(Source passage):
+++++

Experience with infrared quartz heater
 
Want to improve heating my house-at lower cost.
The inrared quartz heater sounds good.
Anyone have experience with this heater?

Robert Neville February 1st 09 09:19 PM

Experience with infrared quartz heater
 
wrote:

Want to improve heating my house-at lower cost.
The inrared quartz heater sounds good.
Anyone have experience with this heater?


If you want to heat your entire house, most of the time electricity in any form
of direct heater will be the most expensive way to heat. The savings promised
from all these wonder plug in heaters comes from the trade of heating a room or
an object (ie people) instead of the entire house.

TKM February 1st 09 11:43 PM

Experience with infrared quartz heater
 

wrote in message
...
Want to improve heating my house-at lower cost.
The inrared quartz heater sounds good.
Anyone have experience with this heater?


Quartz infrared lamps are great for a garage or other area where you want to
heat people or things, but not the air. As a bonus, they give out a lot of
light and lamp life is virtually indefinite. But electric BTUs are
expensive and I keep the burning hours short.

This type of heating does not make much sense for heating a whole house.
For one thing, with quartz infrared lamps, the heat is focused, not general.

+++++

(Data under study):
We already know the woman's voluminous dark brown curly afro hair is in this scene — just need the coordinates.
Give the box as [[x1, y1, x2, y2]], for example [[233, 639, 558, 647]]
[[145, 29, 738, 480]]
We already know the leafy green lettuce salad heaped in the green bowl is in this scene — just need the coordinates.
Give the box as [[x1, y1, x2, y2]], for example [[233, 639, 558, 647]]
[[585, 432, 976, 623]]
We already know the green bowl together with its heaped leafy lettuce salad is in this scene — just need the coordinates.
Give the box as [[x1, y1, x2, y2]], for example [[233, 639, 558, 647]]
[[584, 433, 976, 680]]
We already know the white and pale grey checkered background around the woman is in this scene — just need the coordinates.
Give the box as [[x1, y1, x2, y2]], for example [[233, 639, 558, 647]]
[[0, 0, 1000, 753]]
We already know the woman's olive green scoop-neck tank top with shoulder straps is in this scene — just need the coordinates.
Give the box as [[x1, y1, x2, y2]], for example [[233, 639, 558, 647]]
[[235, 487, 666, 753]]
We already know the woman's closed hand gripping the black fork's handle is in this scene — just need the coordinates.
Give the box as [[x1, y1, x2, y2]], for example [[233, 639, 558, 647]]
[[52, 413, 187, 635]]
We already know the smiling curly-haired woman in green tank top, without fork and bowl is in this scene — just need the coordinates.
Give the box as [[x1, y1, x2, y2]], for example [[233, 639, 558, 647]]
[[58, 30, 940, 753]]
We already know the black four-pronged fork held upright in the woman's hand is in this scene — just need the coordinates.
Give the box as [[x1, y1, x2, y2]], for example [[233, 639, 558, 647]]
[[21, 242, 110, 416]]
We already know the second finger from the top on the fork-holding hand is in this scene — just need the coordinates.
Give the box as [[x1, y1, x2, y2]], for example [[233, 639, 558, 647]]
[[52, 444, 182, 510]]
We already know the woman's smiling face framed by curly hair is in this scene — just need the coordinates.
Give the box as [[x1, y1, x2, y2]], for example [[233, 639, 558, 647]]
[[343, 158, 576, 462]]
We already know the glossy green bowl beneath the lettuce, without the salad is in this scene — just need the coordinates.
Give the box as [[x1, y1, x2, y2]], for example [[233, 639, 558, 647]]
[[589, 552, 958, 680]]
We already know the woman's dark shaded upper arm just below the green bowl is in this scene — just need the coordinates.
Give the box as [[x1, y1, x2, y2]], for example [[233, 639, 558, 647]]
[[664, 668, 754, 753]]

+++++

(Directions for this task):
Transcribe the part of the quartz heater thread starting with "wrote in message" and going on through "a whole house.". None of the data is needed here.

(Task response):
wrote in message
...
Want to improve heating my house-at lower cost.
The inrared quartz heater sounds good.
Anyone have experience with this heater?


Quartz infrared lamps are great for a garage or other area where you want to
heat people or things, but not the air. As a bonus, they give out a lot of
light and lamp life is virtually indefinite. But electric BTUs are
expensive and I keep the burning hours short.

This type of heating does not make much sense for heating a whole house.